WHAT IS NEEDED:
Only the run of lines from the one containing "the blue zip-up" through the last line should be returned, exactly as written.

☆ ☆ ☆ ☆ ☆

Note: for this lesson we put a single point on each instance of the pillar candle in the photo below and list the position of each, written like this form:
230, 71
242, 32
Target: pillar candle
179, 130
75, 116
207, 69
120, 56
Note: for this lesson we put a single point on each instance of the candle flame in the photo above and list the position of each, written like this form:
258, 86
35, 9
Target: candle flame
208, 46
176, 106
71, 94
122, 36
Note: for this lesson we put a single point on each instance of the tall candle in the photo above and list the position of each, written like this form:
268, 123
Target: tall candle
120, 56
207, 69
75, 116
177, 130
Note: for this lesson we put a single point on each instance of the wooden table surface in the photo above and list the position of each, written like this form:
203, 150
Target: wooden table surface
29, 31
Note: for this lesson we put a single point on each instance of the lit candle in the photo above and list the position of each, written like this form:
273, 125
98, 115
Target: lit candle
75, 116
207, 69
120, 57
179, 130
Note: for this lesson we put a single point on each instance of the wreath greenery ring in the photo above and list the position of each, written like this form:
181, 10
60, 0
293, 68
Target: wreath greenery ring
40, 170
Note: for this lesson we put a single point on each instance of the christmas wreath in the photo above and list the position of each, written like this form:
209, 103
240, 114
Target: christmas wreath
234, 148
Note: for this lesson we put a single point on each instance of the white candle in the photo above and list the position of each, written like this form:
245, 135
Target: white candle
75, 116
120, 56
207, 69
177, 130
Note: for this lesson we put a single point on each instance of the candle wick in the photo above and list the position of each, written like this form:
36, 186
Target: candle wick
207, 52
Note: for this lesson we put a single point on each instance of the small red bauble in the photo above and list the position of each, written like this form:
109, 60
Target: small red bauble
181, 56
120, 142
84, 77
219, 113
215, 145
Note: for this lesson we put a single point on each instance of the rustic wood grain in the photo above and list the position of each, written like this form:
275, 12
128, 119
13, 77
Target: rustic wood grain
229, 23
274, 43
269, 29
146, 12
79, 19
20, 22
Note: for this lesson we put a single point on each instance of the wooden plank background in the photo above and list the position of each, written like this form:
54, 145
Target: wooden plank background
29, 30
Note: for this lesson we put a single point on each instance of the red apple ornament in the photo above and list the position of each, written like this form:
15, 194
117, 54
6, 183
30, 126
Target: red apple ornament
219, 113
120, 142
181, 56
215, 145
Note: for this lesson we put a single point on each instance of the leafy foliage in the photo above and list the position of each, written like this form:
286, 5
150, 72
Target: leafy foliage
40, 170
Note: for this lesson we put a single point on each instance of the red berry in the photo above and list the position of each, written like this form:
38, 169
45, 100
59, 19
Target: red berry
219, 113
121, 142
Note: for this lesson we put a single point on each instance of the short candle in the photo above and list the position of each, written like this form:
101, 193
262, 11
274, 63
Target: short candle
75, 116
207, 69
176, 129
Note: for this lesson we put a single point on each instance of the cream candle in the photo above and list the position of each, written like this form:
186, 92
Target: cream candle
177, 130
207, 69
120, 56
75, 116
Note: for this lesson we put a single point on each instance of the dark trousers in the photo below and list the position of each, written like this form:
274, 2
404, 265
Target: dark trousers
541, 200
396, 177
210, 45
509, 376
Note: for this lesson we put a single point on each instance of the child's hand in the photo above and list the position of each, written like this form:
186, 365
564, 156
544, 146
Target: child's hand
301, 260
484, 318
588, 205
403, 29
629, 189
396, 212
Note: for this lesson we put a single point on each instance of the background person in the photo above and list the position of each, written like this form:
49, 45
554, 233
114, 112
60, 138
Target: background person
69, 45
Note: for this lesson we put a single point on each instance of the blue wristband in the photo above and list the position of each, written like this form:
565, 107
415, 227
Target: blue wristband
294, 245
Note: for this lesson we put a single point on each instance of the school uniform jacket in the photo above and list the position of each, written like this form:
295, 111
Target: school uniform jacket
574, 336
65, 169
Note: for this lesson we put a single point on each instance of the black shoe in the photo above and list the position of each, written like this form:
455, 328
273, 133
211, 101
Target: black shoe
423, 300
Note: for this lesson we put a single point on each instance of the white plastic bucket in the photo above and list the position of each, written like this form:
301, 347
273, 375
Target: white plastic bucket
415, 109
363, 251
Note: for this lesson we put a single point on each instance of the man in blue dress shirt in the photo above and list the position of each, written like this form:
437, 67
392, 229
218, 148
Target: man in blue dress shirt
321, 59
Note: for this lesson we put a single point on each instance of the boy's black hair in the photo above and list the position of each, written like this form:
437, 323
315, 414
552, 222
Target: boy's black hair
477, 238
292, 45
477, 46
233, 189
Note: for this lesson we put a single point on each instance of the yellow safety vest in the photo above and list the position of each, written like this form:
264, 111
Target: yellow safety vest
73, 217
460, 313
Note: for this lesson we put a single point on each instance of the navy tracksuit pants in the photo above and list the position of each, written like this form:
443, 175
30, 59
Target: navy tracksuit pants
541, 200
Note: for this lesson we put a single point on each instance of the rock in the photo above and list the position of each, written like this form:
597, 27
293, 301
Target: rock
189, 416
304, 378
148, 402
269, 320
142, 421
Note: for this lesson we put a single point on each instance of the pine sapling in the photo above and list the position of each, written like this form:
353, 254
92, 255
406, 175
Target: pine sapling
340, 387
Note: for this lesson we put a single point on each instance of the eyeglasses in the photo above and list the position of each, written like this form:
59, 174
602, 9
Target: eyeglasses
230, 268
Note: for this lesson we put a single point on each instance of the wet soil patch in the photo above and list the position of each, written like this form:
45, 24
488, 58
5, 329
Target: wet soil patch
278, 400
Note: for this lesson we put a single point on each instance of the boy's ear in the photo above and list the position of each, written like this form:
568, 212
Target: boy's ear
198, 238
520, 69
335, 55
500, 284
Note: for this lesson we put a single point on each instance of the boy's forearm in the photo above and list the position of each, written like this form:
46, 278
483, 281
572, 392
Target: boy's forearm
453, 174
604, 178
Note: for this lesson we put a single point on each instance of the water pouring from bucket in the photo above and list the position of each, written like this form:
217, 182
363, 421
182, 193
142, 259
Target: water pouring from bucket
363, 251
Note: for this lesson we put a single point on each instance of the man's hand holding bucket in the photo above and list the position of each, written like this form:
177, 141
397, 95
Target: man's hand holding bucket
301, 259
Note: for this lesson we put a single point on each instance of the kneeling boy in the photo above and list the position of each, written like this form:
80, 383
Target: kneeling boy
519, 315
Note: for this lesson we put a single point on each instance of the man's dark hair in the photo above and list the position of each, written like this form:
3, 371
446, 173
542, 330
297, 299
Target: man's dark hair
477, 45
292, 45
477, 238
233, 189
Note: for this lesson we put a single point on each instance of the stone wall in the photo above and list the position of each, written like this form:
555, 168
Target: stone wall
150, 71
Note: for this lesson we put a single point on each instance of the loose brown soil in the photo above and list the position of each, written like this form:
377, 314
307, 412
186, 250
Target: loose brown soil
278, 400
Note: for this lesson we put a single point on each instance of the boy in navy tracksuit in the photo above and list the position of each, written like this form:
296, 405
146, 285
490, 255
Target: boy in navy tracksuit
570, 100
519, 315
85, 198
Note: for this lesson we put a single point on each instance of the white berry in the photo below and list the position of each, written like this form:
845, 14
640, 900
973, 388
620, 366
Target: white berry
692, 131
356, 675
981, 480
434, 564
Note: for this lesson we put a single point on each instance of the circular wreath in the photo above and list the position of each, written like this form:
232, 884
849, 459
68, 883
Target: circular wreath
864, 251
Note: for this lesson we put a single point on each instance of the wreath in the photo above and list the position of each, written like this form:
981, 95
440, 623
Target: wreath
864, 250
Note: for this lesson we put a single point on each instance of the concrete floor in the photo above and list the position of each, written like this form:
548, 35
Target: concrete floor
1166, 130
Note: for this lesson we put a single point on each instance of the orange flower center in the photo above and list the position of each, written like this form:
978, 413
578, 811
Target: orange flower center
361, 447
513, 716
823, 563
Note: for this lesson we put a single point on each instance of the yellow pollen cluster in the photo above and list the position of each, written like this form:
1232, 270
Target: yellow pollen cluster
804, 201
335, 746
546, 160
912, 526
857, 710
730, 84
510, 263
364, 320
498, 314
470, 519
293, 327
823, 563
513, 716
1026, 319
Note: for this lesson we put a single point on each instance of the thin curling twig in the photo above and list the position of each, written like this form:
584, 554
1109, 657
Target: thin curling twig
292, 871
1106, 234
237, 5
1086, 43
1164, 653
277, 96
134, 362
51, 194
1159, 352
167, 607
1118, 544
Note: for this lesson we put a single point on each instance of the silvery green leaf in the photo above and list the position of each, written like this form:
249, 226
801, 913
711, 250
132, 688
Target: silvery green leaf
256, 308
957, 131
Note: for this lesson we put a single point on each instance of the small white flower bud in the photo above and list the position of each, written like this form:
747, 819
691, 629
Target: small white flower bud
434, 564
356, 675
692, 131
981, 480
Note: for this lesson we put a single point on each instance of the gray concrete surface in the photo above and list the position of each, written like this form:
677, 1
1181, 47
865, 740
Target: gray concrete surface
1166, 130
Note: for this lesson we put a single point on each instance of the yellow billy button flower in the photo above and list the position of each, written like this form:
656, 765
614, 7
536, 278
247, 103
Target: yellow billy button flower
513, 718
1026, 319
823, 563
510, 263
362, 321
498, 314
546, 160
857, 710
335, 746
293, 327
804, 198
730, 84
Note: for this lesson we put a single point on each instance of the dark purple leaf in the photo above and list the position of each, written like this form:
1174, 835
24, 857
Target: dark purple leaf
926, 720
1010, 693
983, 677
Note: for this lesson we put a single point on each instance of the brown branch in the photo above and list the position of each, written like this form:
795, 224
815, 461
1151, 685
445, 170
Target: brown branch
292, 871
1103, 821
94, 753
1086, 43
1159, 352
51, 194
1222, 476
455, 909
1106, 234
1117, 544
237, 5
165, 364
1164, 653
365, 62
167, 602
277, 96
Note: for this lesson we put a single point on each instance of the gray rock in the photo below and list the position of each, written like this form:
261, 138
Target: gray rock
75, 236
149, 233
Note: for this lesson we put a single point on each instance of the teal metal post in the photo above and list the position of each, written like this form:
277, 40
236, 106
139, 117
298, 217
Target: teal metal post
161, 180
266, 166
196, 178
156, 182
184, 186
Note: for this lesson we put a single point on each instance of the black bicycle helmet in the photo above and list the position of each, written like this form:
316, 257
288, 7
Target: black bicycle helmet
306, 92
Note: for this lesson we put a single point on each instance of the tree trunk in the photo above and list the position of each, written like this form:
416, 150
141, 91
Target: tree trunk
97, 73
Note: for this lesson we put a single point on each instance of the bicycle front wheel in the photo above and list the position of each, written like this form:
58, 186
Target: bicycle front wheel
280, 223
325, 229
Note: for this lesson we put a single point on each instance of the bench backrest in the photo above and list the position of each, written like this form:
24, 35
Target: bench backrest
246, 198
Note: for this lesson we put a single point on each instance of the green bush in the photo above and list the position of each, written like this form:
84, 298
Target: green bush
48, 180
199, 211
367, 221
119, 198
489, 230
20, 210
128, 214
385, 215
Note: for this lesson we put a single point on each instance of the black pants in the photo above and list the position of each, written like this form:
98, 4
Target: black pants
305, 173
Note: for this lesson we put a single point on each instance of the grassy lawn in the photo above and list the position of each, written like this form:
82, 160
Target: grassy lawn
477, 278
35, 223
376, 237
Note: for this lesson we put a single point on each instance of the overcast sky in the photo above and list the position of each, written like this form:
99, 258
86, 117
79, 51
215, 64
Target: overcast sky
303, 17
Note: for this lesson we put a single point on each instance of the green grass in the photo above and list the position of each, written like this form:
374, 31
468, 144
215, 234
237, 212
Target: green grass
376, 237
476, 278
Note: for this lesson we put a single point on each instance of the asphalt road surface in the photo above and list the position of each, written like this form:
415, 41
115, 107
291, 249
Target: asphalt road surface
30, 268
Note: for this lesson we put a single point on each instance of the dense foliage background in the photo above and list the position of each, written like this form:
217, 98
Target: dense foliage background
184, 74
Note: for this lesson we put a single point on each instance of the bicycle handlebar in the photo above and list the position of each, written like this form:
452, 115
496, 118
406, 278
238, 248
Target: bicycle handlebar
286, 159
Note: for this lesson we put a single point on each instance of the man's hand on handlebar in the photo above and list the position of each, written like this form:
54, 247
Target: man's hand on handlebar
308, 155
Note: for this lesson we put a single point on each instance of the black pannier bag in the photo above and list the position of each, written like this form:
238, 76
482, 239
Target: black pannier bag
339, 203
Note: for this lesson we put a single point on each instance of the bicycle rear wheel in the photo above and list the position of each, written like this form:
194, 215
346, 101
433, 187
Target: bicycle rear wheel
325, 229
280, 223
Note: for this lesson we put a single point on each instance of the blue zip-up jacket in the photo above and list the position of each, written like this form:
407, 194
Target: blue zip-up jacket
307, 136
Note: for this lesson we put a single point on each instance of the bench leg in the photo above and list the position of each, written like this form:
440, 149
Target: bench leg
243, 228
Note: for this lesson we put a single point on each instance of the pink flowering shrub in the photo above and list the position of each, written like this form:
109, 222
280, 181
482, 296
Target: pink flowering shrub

☆ ☆ ☆ ☆ ☆

TASK ANSWER:
Note: for this lesson we put a single point on each instance of the blue zip-up jacket in the photo above and list the position of each, written like this form:
407, 194
Target: blue zip-up jacket
307, 136
Note: for this lesson we put a single point on each instance of the bench leg in the photo above and list the position of each, written like this form:
440, 149
Target: bench leg
243, 228
Note: for this lesson we put a single point on each instance of the pink flowering shrub in the photo above and list the position of each, written like this form:
109, 222
280, 181
482, 296
Target: pink flowering shrub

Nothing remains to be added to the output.